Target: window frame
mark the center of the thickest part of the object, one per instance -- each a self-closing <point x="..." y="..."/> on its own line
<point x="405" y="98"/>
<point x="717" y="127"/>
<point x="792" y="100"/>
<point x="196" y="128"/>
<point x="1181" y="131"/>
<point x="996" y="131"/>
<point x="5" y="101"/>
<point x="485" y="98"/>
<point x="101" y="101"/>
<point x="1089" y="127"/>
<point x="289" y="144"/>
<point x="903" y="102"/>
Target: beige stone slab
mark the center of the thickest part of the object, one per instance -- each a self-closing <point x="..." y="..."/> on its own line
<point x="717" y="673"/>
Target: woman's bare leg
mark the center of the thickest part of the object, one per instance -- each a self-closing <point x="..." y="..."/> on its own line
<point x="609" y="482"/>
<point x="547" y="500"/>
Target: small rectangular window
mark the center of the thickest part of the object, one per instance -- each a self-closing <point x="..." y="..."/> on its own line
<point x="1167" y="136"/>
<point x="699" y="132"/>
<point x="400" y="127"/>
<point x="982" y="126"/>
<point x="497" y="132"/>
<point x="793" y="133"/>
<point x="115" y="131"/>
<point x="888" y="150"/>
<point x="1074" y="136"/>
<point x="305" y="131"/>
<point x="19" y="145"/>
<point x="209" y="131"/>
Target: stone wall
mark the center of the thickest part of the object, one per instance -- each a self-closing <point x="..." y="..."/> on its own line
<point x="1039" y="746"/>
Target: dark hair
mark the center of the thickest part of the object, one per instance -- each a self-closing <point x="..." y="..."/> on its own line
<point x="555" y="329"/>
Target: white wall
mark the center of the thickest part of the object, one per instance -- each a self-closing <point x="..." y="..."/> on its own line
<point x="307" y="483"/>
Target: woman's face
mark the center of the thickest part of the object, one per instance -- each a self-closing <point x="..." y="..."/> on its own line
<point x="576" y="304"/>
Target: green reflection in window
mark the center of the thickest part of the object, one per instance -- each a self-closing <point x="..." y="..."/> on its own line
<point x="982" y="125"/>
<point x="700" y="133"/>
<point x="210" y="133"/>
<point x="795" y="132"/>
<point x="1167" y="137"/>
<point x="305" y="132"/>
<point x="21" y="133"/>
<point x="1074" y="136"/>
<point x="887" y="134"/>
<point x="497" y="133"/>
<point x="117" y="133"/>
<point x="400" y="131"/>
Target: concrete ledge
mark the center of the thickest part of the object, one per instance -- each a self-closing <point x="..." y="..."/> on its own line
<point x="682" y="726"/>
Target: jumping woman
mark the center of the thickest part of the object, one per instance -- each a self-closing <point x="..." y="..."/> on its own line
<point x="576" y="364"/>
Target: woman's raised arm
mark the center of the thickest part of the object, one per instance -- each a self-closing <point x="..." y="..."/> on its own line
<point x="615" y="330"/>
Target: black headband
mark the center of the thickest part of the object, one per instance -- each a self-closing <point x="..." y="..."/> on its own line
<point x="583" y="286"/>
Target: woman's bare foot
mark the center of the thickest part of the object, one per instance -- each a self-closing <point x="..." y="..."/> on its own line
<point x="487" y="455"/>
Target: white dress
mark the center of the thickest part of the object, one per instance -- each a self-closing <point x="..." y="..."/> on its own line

__WRITTEN REQUEST__
Please update the stretch from the line containing "Target: concrete ledge" through the end of the material, replacing "thickest part" with "widest part" and changing nothing else. Give only those lines.

__OUTPUT BELOW__
Target: concrete ledge
mark the center of the widest part of the object, one per instance -- each a self-closing <point x="..." y="..."/> on its own line
<point x="682" y="726"/>
Target: jumping woman
mark the center of the widest part of the object, one per instance -- each a self-closing <point x="..." y="..."/> on its own line
<point x="576" y="364"/>
Target: woman's raised arm
mark the center of the widest part of the object, one per instance -- each a self-closing <point x="..." y="..."/> on its own line
<point x="615" y="330"/>
Target: black headband
mark the center of the widest part of the object, one per instance -- each a self-closing <point x="..." y="..."/> on its own line
<point x="583" y="286"/>
Target: woman's bare foot
mark the center of the widest part of the object, one per instance -- each a self-closing <point x="..." y="..."/> on its own line
<point x="487" y="455"/>
Target: white dress
mark the center of the widest part of the object, one per instance -- each a self-closing <point x="..." y="..."/> on its own line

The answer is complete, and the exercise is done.